Object location annotation data
'''
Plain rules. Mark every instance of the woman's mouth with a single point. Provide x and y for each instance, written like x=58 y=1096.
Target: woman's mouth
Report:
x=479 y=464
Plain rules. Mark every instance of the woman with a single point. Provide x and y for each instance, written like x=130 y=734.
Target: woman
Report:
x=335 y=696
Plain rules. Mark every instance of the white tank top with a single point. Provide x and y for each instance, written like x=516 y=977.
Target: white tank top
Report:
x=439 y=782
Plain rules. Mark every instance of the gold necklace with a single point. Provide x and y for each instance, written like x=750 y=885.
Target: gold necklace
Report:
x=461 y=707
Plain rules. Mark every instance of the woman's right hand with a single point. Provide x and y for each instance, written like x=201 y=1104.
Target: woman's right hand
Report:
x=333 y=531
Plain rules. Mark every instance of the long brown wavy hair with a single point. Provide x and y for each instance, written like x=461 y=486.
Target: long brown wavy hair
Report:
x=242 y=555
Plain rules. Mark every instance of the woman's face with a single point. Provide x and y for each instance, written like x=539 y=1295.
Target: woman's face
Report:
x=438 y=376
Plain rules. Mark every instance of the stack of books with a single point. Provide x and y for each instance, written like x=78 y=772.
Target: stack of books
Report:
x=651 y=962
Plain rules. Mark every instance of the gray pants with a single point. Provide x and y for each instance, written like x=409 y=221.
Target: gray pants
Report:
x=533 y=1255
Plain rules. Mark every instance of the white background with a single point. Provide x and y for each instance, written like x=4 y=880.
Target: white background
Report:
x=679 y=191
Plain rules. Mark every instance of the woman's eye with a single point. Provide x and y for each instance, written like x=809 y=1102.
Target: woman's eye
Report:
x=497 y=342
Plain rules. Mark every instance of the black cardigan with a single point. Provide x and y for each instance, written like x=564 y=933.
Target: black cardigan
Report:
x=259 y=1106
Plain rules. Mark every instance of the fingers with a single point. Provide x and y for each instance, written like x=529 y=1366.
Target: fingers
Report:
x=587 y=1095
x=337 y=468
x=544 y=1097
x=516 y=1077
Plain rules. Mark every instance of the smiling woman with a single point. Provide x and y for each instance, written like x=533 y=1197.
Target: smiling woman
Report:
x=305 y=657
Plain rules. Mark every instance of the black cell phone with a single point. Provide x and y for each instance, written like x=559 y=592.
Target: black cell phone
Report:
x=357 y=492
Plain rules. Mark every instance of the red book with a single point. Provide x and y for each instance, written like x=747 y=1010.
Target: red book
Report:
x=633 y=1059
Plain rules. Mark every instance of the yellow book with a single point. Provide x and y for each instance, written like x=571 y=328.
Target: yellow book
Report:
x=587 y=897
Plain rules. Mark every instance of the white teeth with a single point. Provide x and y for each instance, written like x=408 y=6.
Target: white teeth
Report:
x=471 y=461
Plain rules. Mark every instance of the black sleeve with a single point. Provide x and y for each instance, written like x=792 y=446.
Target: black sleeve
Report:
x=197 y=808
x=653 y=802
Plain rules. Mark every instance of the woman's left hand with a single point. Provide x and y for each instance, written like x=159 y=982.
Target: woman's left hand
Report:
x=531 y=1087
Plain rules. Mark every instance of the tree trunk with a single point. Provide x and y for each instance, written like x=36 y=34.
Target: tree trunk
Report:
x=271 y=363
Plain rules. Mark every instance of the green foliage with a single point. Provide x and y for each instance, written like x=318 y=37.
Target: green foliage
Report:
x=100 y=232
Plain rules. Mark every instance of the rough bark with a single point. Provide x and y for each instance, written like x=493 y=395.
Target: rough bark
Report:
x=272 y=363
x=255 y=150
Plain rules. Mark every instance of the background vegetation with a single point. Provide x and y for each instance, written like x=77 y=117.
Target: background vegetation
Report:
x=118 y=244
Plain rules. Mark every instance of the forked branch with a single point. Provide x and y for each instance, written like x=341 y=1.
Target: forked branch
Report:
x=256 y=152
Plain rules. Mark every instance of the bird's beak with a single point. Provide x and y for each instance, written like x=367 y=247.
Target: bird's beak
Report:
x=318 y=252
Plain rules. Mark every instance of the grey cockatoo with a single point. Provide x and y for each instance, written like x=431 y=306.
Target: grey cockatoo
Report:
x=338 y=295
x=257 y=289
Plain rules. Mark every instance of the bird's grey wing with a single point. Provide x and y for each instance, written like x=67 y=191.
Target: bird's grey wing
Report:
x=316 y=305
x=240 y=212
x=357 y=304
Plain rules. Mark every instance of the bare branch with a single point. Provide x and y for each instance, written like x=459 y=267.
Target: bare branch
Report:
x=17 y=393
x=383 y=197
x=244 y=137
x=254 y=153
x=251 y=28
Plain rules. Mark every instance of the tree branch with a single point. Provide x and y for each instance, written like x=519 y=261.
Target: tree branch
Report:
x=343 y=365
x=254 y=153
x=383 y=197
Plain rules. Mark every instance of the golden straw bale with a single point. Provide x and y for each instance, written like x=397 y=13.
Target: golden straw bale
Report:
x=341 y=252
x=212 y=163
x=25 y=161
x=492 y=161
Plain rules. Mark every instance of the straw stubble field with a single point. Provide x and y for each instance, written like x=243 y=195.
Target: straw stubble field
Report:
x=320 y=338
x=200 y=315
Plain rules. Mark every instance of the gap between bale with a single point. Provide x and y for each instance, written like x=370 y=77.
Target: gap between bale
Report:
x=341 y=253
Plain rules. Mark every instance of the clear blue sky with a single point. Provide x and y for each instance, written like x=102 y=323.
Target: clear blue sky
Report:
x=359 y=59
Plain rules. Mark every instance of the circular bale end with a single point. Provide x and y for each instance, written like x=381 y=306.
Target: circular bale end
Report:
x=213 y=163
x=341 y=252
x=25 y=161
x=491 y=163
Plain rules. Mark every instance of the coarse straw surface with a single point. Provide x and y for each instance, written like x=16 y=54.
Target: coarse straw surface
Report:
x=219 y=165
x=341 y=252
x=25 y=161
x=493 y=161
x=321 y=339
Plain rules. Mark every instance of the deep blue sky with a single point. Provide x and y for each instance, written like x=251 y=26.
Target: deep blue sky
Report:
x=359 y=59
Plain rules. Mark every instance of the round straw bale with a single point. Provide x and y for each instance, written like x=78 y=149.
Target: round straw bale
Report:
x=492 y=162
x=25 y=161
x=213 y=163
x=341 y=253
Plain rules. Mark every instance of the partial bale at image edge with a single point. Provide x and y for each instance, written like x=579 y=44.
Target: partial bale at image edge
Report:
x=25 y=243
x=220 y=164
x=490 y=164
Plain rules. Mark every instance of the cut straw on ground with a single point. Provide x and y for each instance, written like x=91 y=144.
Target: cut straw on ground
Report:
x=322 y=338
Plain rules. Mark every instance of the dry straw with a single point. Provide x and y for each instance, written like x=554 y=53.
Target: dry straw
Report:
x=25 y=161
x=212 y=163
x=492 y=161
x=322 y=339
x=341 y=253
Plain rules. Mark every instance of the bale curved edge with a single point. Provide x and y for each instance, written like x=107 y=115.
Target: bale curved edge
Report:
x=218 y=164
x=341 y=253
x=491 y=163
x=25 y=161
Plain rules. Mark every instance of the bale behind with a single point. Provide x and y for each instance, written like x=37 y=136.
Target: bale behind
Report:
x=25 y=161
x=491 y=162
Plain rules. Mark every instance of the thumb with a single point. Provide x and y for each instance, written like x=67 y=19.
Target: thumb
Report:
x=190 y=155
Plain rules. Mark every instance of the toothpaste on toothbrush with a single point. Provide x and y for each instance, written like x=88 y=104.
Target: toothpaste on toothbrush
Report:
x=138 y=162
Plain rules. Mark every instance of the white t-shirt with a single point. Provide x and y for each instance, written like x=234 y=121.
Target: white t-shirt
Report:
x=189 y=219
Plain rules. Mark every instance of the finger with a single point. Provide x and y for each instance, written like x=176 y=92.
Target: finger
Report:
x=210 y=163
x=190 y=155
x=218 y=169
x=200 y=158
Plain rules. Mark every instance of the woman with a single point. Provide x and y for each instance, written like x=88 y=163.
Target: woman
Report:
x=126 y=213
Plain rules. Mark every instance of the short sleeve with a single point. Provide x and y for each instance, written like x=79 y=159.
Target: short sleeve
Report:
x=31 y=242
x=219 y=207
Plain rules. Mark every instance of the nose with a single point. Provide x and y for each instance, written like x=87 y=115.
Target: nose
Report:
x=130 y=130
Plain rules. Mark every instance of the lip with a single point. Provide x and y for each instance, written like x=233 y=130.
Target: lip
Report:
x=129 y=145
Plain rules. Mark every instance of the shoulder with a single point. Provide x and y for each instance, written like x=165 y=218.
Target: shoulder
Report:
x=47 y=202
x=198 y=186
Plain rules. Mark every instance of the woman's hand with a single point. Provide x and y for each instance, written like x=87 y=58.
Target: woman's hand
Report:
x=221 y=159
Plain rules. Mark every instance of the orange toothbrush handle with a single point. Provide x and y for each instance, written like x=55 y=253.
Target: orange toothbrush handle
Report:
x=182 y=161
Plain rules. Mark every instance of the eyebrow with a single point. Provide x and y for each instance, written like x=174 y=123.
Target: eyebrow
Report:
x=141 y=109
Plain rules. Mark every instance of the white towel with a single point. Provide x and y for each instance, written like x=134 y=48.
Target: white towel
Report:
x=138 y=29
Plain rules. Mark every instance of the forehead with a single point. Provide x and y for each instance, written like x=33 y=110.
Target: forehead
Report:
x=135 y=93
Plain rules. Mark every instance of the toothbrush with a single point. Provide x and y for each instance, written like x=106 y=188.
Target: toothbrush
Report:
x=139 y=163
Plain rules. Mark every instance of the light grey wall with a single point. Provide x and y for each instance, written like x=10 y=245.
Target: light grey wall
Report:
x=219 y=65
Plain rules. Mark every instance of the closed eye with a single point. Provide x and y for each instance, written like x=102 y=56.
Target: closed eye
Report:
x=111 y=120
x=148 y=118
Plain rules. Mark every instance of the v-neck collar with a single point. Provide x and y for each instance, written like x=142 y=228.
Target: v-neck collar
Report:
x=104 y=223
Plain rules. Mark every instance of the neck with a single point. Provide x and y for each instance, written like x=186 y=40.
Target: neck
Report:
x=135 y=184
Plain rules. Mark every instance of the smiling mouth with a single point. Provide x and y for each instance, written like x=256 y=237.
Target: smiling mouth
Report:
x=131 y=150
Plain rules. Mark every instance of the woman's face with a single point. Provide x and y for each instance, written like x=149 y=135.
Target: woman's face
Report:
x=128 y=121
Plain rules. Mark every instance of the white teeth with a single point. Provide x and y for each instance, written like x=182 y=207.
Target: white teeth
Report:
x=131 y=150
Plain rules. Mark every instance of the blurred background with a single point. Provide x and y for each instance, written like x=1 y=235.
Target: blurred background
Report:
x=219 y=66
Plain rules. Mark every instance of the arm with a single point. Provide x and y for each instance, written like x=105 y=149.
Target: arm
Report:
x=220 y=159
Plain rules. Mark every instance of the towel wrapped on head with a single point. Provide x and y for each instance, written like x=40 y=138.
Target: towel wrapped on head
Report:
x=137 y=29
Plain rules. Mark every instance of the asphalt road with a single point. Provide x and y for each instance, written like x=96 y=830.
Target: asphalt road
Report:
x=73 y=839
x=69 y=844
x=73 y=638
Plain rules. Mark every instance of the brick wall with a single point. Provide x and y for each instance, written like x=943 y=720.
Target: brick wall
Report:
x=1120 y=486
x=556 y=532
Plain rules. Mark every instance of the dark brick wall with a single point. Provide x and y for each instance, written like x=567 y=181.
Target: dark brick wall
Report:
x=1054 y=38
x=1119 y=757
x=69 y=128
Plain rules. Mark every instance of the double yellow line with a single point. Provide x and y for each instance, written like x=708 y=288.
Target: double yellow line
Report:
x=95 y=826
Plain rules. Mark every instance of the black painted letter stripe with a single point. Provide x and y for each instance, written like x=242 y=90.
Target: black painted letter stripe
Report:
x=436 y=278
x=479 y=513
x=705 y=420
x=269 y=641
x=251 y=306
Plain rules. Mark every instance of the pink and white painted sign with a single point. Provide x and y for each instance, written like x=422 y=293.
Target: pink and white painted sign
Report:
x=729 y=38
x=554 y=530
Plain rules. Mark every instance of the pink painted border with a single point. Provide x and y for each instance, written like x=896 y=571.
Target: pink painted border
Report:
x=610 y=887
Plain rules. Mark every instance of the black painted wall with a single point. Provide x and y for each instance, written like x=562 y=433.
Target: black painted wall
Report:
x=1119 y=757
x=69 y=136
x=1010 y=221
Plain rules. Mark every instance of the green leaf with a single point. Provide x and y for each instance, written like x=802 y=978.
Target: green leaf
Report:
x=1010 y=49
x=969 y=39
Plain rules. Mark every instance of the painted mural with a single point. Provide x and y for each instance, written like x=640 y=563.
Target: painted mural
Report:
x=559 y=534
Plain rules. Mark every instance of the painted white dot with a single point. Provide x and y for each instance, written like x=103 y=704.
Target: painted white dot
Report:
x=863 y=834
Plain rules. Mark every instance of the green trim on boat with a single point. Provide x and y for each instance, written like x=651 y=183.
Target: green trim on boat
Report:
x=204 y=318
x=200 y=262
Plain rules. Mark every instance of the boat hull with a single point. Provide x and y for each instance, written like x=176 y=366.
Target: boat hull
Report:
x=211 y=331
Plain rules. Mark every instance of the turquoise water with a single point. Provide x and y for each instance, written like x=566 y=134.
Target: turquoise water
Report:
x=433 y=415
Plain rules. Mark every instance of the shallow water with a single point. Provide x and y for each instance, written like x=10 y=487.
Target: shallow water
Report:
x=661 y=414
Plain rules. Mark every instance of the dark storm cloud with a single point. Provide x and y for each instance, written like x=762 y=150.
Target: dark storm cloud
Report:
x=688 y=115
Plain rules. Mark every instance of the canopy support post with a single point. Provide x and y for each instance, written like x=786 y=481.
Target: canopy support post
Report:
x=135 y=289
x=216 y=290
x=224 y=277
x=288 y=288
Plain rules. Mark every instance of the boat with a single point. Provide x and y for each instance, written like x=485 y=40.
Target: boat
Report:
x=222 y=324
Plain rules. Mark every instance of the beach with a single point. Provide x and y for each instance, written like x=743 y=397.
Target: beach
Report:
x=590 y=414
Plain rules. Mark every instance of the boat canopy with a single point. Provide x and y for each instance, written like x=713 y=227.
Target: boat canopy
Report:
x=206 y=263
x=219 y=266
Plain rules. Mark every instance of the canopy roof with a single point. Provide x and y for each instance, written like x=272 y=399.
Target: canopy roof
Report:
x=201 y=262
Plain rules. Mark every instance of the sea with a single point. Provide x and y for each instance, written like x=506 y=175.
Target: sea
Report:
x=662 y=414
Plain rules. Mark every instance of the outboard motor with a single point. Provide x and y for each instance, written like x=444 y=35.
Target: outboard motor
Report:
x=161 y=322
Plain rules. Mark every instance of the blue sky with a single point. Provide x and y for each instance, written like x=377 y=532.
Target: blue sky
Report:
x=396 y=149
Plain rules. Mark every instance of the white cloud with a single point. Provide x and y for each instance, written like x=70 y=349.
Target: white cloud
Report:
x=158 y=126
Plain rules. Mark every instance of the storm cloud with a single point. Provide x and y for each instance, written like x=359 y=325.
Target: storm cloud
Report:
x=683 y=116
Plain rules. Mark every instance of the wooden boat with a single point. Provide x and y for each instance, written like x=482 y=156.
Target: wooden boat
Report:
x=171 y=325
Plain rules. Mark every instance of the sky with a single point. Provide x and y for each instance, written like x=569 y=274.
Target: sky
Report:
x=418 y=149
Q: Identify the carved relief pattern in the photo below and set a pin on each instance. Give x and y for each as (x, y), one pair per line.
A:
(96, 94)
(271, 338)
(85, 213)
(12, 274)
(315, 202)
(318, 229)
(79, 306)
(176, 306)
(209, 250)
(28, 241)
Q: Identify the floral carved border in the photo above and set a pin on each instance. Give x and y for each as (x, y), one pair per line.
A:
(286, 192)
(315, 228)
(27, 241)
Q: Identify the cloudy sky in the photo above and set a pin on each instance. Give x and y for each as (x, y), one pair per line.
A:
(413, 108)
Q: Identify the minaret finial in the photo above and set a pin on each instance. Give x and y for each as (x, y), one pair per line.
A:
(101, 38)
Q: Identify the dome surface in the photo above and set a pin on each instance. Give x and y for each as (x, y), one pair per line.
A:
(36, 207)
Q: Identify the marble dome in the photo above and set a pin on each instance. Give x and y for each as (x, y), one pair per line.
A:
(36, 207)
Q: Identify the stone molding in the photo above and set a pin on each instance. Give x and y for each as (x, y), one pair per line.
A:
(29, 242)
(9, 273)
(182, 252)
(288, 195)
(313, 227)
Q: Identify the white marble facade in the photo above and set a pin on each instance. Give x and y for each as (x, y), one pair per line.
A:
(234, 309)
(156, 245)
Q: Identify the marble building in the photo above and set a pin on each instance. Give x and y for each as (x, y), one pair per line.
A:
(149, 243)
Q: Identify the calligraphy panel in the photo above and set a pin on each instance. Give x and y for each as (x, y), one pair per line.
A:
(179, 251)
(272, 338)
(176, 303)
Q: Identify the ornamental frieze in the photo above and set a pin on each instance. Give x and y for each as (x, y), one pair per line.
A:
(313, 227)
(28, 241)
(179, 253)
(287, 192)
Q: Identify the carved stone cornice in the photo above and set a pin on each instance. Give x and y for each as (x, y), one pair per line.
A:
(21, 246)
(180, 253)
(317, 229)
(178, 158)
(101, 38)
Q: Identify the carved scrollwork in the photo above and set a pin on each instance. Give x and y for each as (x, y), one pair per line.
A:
'''
Switch "asphalt road" to "paved street" in the part that opens with the line containing "Plain rules. Mark every instance of the blurred" and closes with the line containing "x=251 y=306". Return only those lines, leaving everything else in them unchanged.

SOLUTION FOR THIS PROBLEM
Plain rules. Mark every instance of the blurred background with a single point. Provide x and y for each instance, written like x=1 y=235.
Target: blurred background
Report:
x=219 y=66
Plain rules. Mark every instance of the arm with a single point. Provide x and y for each instance, written like x=105 y=149.
Target: arm
Report:
x=220 y=159
Plain rules. Mark every instance of the towel wrapped on head with a single point. Provide x and y for each instance, written like x=40 y=138.
Target: towel wrapped on head
Report:
x=137 y=29
Plain rules. Mark every instance of the paved street with a single point. Provide x and y for each instance, written like x=96 y=830.
Target: paved street
Report:
x=73 y=839
x=69 y=844
x=73 y=638
Plain rules. Mark every instance of the brick wall with a single point. Provide x and y for each instance, written like x=943 y=720.
Target: brick wall
Report:
x=1120 y=486
x=556 y=532
Plain rules. Mark every instance of the dark brick wall with a single point. Provide x and y for each instance, written like x=567 y=181.
Target: dark brick wall
Report:
x=1054 y=38
x=1119 y=757
x=69 y=128
Plain rules. Mark every instance of the double yellow line with a single point. Provide x and y for each instance, written like x=708 y=288.
Target: double yellow line
Report:
x=95 y=826
Plain rules. Mark every instance of the black painted letter stripe with a single point. Provide x and y for each instance, written like x=242 y=90.
Target: black painted letter stripe
Report:
x=436 y=278
x=479 y=513
x=705 y=420
x=269 y=641
x=251 y=306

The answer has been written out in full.